* begin MATERIAL TO PROCESS *
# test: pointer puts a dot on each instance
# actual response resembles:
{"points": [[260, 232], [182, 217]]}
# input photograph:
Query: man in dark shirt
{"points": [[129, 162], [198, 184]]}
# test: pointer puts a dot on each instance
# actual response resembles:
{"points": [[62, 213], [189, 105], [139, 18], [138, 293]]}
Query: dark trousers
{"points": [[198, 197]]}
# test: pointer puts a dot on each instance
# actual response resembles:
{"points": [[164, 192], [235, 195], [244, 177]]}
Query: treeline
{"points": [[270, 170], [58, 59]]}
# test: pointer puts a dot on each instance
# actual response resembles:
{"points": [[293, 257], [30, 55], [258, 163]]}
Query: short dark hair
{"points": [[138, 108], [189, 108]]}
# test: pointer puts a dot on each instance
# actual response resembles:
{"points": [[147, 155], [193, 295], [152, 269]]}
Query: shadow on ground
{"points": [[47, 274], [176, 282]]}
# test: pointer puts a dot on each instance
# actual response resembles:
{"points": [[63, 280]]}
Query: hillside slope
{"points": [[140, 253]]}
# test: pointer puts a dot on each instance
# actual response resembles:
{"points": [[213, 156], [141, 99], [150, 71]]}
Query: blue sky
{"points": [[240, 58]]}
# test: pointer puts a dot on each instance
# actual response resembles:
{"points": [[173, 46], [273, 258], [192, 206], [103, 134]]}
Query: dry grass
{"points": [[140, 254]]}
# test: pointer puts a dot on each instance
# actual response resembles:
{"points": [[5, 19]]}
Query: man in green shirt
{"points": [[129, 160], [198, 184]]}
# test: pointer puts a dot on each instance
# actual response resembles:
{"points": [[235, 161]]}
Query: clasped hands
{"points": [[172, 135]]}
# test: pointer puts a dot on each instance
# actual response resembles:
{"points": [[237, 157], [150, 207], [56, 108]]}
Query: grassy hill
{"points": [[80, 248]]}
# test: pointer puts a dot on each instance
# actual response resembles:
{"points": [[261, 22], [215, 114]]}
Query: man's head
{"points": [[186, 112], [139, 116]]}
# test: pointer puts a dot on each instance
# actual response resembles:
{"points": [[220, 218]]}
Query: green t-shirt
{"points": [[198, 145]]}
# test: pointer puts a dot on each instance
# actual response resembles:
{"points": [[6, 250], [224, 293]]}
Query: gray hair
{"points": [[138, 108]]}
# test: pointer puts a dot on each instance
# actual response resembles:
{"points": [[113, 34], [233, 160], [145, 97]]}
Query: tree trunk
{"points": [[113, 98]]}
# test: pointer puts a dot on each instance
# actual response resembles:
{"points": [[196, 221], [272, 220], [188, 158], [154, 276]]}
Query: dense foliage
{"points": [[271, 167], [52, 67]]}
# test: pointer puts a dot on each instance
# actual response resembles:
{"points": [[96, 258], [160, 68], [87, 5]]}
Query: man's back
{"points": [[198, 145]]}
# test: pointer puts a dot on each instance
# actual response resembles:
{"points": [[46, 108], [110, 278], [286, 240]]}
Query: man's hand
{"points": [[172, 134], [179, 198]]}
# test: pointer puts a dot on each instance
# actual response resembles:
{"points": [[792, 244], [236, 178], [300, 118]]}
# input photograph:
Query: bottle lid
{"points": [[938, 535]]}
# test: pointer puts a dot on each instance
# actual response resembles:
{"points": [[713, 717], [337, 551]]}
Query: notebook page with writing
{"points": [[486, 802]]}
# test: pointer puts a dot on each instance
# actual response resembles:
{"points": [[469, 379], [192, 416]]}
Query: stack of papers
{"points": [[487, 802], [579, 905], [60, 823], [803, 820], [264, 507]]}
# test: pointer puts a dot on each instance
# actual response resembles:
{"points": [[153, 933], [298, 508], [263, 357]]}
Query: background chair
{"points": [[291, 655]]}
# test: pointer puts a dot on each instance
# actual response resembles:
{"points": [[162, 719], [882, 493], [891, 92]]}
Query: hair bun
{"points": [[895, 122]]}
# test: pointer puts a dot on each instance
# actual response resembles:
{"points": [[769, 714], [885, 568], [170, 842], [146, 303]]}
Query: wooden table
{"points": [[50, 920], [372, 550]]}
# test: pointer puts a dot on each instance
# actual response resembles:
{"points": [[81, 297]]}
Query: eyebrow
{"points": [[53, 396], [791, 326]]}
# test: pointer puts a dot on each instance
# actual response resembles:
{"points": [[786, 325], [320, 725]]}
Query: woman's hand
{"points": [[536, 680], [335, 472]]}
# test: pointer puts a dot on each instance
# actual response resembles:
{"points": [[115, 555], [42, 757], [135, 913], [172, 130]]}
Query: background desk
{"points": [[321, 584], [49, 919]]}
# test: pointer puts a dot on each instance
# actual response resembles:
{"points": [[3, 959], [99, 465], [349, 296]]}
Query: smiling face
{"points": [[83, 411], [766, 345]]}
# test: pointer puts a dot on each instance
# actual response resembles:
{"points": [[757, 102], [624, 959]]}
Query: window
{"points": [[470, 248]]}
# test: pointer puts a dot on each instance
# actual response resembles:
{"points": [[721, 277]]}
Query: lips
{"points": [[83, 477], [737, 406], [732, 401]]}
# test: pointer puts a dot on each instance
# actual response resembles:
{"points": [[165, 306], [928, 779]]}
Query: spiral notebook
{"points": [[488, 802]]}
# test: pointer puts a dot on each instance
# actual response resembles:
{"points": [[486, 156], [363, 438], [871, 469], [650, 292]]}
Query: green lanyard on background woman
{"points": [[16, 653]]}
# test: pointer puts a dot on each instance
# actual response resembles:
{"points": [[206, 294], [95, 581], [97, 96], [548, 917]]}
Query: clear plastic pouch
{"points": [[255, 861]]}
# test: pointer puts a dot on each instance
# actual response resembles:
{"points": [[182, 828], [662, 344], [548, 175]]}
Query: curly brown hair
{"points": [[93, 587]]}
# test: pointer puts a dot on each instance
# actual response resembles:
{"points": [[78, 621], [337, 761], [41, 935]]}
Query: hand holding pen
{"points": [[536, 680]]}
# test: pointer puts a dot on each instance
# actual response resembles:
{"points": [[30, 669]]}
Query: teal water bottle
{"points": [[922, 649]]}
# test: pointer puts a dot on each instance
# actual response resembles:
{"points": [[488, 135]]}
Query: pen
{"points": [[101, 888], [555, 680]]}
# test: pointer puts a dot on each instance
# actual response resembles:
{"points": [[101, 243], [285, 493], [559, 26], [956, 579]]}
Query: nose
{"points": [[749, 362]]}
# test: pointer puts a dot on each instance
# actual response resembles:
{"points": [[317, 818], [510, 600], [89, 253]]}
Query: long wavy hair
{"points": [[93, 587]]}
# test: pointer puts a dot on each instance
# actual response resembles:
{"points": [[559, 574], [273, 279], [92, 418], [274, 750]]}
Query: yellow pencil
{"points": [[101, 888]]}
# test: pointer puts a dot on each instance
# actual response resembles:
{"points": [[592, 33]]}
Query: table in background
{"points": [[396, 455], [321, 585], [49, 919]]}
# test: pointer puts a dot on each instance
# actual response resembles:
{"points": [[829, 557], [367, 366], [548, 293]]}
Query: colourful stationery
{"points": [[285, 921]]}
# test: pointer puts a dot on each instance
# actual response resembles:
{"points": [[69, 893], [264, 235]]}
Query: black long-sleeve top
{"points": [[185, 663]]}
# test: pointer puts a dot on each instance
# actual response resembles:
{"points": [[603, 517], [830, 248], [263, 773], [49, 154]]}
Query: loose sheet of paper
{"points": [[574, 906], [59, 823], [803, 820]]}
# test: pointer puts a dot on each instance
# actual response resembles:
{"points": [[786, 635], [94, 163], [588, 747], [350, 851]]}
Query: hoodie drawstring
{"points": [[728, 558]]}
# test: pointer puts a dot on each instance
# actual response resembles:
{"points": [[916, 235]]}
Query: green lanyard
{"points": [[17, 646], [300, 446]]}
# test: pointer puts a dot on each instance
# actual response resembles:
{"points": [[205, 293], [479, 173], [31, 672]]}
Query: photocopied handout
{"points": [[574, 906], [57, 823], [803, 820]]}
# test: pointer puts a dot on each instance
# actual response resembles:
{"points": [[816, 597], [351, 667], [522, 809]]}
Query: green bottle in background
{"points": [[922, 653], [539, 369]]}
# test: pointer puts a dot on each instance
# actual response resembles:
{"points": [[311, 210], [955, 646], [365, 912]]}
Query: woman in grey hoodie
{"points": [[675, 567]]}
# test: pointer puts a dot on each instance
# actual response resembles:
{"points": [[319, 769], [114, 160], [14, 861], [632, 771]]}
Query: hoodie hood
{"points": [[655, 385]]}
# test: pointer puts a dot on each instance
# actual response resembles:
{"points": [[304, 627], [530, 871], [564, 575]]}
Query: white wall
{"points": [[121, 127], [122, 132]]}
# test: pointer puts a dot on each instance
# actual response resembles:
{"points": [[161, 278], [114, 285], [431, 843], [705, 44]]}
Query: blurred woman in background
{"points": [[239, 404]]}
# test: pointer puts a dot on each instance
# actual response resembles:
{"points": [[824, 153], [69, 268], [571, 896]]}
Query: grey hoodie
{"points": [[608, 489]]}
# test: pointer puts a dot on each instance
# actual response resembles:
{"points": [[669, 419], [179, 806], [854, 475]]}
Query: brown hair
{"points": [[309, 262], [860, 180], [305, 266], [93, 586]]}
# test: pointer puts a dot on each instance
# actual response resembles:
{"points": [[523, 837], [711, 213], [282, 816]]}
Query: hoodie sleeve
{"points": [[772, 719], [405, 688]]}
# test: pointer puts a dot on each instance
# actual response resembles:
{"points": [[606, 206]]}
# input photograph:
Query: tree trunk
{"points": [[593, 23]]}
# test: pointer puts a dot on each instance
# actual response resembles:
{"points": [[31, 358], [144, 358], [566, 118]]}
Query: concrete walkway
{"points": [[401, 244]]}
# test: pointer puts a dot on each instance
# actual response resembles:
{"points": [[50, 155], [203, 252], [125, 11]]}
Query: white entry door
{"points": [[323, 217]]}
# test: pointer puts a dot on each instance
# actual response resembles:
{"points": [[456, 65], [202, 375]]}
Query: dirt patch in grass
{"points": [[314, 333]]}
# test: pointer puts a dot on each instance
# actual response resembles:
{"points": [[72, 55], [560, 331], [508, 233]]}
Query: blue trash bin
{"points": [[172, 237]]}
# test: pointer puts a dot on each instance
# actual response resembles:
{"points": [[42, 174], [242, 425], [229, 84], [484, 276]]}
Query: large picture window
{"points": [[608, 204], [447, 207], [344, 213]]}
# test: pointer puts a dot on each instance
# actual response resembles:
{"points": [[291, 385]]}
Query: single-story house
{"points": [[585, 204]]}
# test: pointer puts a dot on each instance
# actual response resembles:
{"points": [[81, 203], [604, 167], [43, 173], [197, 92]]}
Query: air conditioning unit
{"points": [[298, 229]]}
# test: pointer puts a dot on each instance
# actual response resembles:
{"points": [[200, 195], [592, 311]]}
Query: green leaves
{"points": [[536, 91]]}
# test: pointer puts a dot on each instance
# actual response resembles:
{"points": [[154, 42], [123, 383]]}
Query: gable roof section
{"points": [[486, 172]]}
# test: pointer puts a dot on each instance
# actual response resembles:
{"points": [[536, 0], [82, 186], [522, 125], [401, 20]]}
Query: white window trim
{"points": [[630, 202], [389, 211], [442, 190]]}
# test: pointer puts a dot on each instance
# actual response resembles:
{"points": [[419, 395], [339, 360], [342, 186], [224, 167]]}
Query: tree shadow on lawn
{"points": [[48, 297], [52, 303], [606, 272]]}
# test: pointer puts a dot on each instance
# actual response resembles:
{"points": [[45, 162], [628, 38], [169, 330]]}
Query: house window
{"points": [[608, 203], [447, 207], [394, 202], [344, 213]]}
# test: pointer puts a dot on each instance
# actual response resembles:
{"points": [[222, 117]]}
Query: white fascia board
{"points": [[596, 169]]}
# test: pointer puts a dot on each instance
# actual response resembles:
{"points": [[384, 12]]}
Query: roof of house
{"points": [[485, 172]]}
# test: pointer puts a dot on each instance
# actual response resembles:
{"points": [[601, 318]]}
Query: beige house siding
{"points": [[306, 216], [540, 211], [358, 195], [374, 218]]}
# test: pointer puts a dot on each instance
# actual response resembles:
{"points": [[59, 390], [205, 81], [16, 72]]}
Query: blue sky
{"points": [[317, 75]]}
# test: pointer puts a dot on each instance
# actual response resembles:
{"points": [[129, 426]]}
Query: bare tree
* end MATERIAL TO PROCESS *
EXERCISE PROMPT –
Pick out each line in the records above that contains the word "grey".

SOLUTION –
Query: woman in grey hoodie
Query: grey hoodie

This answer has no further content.